Point-per-instance localization data >>
----
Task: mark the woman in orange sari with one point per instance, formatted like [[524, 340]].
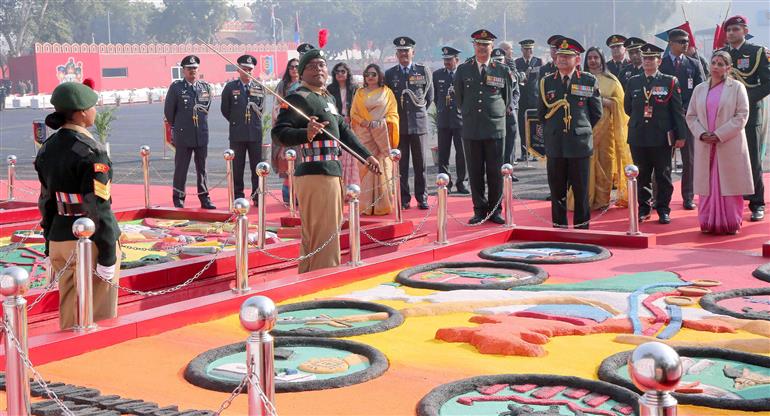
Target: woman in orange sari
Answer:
[[374, 118]]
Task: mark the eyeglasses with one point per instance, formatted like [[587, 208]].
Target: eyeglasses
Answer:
[[316, 66]]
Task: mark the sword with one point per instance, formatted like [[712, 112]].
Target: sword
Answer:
[[288, 104]]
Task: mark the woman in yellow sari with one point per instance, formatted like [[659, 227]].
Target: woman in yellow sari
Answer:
[[611, 151], [374, 118]]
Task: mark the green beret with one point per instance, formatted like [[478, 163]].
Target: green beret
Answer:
[[70, 96], [309, 56]]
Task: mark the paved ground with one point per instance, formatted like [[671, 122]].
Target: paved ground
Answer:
[[139, 124]]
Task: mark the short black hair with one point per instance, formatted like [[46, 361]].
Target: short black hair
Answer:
[[677, 33]]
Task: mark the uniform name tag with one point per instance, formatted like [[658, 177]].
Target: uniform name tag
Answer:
[[417, 80], [582, 90], [495, 81]]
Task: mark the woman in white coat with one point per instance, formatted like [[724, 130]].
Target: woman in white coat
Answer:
[[717, 114]]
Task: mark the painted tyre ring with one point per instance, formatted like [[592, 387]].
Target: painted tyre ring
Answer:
[[394, 319], [762, 272], [195, 372], [601, 253], [608, 372], [430, 405], [538, 275], [711, 301]]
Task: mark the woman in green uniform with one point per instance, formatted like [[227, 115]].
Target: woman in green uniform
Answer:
[[75, 176]]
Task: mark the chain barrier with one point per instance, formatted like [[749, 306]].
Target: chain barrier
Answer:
[[35, 375], [492, 212], [540, 218], [54, 281]]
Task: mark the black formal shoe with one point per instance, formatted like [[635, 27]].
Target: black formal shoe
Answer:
[[476, 219]]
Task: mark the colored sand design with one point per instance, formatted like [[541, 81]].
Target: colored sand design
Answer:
[[337, 362], [328, 319], [471, 275], [525, 399]]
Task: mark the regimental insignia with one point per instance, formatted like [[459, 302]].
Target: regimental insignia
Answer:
[[102, 190], [101, 168]]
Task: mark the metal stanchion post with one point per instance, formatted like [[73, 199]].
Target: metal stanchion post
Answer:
[[258, 316], [632, 172], [144, 152], [507, 171], [395, 157], [291, 157], [655, 369], [14, 283], [11, 176], [354, 225], [263, 169], [241, 207], [229, 155], [83, 228], [442, 180]]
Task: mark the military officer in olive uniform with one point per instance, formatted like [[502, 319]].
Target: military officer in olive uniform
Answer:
[[528, 67], [413, 88], [483, 92], [75, 176], [449, 119], [751, 66], [618, 54], [653, 101], [569, 107], [187, 110], [243, 102], [634, 67]]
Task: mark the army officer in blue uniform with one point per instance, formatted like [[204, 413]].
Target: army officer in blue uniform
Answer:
[[242, 106], [569, 107], [653, 101], [449, 121], [187, 110], [413, 88], [483, 92]]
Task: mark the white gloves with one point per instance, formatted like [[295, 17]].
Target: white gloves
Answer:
[[107, 272]]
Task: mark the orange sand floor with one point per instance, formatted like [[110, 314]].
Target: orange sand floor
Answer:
[[151, 368]]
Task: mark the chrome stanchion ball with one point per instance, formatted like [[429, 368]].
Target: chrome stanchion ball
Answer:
[[258, 313], [241, 206], [655, 366], [14, 281], [83, 228], [263, 169], [442, 179], [631, 171]]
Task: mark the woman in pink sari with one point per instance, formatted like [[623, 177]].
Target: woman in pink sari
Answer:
[[718, 112]]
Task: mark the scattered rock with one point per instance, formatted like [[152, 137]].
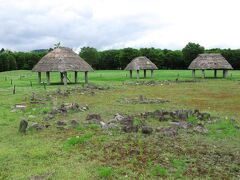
----
Report the total of lines above containing the string "beret", and write nothing besides it.

Result of the exercise >> 2